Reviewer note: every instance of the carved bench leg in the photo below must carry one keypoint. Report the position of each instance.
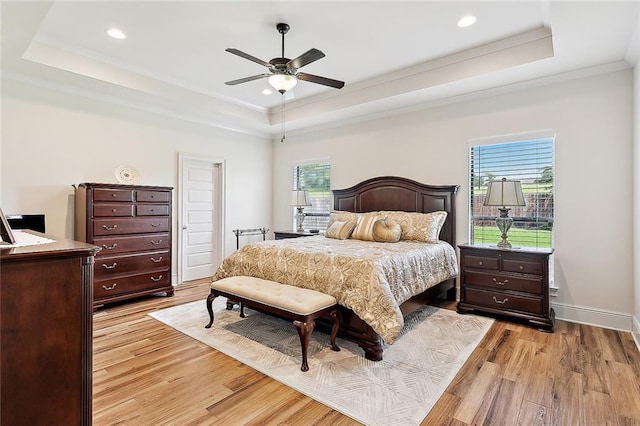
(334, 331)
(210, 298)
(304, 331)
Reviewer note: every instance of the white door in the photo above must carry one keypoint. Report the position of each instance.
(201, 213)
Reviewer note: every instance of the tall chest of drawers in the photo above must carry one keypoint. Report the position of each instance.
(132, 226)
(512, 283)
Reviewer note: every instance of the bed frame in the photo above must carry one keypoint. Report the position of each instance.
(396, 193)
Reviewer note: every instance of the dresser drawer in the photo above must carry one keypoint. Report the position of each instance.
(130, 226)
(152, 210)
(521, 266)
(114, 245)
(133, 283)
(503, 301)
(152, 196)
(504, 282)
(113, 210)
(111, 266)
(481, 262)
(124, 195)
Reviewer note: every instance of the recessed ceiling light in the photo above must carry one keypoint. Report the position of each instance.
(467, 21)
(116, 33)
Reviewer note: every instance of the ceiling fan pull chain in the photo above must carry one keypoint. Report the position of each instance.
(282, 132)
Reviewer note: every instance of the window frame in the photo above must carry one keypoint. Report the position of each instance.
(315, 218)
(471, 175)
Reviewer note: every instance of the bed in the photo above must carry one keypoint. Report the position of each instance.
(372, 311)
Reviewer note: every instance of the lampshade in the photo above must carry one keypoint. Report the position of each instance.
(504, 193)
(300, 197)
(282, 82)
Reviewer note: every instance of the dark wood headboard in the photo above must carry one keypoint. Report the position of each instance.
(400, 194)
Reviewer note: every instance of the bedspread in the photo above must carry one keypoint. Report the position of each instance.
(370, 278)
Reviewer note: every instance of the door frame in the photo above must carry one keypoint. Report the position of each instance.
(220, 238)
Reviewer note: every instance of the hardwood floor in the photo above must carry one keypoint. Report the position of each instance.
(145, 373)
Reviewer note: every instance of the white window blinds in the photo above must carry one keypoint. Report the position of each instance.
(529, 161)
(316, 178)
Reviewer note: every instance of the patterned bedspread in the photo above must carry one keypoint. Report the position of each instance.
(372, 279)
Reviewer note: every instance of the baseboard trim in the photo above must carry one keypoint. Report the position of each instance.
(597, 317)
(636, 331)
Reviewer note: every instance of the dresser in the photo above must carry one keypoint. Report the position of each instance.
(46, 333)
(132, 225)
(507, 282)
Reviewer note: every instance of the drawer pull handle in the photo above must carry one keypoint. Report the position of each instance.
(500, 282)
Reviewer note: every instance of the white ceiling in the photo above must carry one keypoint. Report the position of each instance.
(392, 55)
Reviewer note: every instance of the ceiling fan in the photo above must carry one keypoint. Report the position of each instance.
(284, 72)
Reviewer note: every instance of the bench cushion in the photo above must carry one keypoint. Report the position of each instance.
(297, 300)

---

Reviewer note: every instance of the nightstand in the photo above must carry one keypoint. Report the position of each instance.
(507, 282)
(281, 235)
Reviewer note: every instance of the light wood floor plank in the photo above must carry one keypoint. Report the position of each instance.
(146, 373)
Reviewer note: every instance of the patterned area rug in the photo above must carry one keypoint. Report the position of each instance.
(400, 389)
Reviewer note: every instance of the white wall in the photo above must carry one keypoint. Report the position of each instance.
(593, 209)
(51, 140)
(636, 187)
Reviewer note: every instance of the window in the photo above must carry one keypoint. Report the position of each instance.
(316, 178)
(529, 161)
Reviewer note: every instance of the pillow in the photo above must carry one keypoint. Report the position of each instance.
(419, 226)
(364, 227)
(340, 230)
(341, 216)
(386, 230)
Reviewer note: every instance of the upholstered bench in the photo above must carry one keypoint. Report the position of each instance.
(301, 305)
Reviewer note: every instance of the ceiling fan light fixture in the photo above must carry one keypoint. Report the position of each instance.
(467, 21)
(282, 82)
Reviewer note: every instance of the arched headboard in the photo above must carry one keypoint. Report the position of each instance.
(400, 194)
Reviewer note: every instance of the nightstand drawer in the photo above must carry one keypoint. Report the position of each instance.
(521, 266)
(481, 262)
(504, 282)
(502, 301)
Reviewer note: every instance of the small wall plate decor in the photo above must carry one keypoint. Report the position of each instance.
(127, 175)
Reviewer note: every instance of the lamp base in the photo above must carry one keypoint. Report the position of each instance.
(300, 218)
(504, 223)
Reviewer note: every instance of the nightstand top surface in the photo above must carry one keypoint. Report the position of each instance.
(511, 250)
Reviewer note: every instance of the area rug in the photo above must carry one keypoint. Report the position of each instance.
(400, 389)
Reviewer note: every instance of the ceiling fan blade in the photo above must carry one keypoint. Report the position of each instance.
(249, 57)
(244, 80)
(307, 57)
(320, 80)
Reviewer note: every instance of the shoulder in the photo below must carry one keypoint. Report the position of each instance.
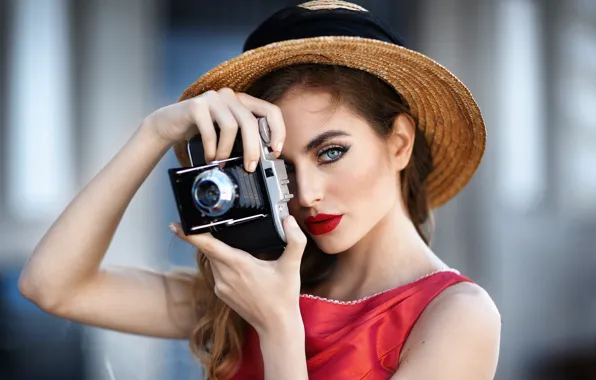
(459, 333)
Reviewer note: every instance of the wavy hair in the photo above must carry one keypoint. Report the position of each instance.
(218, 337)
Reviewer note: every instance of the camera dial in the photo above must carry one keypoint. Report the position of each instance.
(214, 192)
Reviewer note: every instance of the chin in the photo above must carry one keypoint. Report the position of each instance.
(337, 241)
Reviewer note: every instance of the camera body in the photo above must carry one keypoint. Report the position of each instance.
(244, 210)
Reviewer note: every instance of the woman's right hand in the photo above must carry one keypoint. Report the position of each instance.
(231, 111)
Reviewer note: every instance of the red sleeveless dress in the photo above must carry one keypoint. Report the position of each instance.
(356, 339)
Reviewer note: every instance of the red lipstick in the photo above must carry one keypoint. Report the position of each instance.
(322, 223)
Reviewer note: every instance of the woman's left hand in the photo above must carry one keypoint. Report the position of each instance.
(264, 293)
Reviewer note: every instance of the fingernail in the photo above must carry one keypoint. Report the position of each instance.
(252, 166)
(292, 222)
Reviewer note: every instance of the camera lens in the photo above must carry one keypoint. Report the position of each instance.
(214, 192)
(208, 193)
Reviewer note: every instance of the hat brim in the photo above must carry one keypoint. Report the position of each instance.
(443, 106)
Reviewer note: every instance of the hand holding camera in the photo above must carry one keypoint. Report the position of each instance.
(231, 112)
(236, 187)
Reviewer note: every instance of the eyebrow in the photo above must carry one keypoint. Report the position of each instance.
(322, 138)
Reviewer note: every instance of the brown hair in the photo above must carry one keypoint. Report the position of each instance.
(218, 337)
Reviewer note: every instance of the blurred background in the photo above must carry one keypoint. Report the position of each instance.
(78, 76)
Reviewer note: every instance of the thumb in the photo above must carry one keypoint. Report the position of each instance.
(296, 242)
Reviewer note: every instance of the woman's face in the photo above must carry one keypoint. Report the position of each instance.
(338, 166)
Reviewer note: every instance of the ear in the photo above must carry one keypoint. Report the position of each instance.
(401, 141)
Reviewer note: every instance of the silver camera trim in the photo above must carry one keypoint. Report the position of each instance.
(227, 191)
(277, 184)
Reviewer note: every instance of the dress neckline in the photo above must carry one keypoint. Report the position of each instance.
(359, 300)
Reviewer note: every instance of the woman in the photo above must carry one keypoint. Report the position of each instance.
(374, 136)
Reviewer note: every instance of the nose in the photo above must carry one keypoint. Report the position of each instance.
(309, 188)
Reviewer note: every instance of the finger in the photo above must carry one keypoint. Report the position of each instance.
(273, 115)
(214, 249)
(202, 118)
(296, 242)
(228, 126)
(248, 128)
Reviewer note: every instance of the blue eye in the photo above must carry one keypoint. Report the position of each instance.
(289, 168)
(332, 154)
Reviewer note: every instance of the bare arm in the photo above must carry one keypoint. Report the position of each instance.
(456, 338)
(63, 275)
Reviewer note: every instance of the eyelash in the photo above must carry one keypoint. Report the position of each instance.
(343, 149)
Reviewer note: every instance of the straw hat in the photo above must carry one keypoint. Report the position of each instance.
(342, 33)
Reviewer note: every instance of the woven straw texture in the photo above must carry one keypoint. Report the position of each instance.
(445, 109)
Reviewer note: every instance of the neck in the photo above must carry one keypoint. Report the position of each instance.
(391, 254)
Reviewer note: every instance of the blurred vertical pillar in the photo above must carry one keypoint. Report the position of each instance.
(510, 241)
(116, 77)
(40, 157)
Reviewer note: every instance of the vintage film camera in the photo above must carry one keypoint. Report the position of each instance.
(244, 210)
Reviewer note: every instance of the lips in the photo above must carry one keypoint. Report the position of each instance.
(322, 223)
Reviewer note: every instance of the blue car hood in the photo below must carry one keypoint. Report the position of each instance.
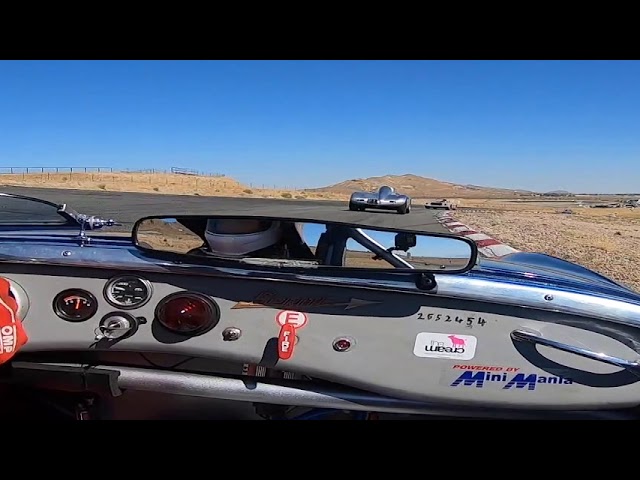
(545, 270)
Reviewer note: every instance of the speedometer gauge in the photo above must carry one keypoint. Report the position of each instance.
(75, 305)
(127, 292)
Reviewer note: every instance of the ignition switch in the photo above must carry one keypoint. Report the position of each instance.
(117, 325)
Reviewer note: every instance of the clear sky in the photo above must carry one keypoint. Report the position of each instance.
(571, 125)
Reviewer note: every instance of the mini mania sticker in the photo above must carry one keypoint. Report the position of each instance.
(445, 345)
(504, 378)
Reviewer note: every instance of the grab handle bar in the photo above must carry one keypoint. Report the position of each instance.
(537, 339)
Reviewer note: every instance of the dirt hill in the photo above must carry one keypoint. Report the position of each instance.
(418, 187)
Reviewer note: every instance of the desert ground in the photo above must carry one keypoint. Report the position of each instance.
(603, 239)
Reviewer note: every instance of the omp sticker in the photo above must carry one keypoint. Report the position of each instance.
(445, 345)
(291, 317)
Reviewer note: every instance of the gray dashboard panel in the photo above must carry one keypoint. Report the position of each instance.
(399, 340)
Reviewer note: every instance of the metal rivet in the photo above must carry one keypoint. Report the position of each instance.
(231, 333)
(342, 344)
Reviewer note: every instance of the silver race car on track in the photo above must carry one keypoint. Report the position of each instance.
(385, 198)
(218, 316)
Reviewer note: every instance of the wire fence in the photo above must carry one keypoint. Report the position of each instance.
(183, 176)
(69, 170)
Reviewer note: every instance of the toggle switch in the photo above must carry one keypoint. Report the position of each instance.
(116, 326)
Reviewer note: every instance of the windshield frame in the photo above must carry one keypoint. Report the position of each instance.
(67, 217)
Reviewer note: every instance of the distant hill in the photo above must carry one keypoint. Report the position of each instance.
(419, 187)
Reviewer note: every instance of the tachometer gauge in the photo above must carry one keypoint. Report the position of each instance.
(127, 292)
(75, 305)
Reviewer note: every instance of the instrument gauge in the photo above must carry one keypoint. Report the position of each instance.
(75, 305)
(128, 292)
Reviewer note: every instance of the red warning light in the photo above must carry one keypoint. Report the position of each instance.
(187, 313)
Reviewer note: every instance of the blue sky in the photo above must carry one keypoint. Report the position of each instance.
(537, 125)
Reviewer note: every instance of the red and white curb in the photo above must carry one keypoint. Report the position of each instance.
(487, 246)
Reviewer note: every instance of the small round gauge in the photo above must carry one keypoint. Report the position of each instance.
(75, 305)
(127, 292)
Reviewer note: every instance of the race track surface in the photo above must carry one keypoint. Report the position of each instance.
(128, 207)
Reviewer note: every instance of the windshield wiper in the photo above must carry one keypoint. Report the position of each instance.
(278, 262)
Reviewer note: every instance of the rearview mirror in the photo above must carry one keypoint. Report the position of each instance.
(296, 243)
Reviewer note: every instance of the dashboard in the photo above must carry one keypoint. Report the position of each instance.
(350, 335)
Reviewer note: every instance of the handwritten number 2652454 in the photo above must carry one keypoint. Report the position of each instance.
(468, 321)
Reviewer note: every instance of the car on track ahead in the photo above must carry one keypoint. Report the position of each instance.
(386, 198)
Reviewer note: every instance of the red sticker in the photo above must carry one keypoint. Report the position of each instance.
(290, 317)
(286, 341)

- **Task statement**: Select every line of the listing above that contains the word "nightstand" and copy each one. Only occurrences with matching case count.

- **Correct answer**:
Reviewer note: every instance of the nightstand in the photo above must carry one keypoint. Report the position of each instance.
Reviewer note: every instance of the nightstand drawer in the photo above must carry one keypoint. Report the position of each instance.
Reviewer note: every instance of the nightstand top surface in the photo above must carry one keypoint. Report the position of each instance.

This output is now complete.